About this task: Using the passage on the obesity disability ruling, explain in one to three sentences what makes obesity count as a severe impairment.

---- Reading passage

The Social Security Administration (SSA) has issued a new ruling about evaluating disability cases involving obesity. This ruling rescinds and replaces Social Security Ruling 02-01p.
Obesity can be a medically determinable impairment when established by objective medical evidence from an acceptable medical source. Social Security will not use a diagnosis or a statement of symptoms to establish a medically determinable impairment. Signs and laboratory findings that may establish obesity as a medically determinable impairment include measured height and weight, measured waist size and body mass index, each measured over time.
Obesity is defined as a body mass index of 30.0 or higher. No specific weight or body mass index establishes obesity as a medically determinable impairment or a severe impairment for purposes of the Social Security disability program. If a person’s body mass index is within the normal range, they may still have obesity if their waist measurement is high.
In determining whether obesity is a severe impairment, Social Security considers all symptoms such as fatigue or pain that could limit functioning. Social Secuity also considers functional limitations from obesity and any other physical or mental impairment. If a person’s obesity, alone or in combination with other impairments, significantly limit physical or mental ability to do basic work activities, the impairment is severe.

--------
---- Stored data

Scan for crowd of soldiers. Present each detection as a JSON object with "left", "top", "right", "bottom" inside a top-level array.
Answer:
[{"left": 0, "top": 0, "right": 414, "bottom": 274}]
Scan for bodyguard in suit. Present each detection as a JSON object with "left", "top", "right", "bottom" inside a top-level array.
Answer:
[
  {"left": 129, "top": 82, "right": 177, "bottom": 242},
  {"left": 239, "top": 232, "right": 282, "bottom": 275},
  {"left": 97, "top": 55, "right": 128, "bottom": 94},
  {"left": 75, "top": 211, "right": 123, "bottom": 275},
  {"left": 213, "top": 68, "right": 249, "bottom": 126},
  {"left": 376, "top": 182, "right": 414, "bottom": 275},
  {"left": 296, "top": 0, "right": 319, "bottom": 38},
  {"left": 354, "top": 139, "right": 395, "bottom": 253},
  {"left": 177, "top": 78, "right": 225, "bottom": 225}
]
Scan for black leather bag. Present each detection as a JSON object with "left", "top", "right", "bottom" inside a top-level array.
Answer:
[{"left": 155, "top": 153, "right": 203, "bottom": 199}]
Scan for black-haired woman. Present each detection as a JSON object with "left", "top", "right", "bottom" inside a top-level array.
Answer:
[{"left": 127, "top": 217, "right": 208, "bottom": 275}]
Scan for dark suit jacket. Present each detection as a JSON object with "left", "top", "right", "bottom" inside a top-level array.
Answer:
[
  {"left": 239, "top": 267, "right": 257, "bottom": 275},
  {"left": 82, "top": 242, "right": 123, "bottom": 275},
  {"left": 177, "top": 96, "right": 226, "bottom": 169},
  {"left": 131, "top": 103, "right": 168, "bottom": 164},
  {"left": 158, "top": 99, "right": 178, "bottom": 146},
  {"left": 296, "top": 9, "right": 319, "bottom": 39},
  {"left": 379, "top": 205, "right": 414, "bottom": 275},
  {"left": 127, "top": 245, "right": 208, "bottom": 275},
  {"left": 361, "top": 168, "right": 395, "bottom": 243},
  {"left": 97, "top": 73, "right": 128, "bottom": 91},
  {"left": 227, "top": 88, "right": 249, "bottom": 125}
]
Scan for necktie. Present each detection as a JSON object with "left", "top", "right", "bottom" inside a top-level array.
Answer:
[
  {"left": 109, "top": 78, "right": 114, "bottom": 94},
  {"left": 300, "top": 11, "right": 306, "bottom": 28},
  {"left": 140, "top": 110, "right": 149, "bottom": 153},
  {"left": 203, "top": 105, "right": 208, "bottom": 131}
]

--------

Reply to the task: Obesity is a severe impairment when, alone or combined with other impairments, it significantly limits a person's physical or mental ability to do basic work activities. To decide this, Social Security considers all symptoms that could limit functioning, such as fatigue or pain. It also considers functional limitations from obesity and from any other physical or mental impairment.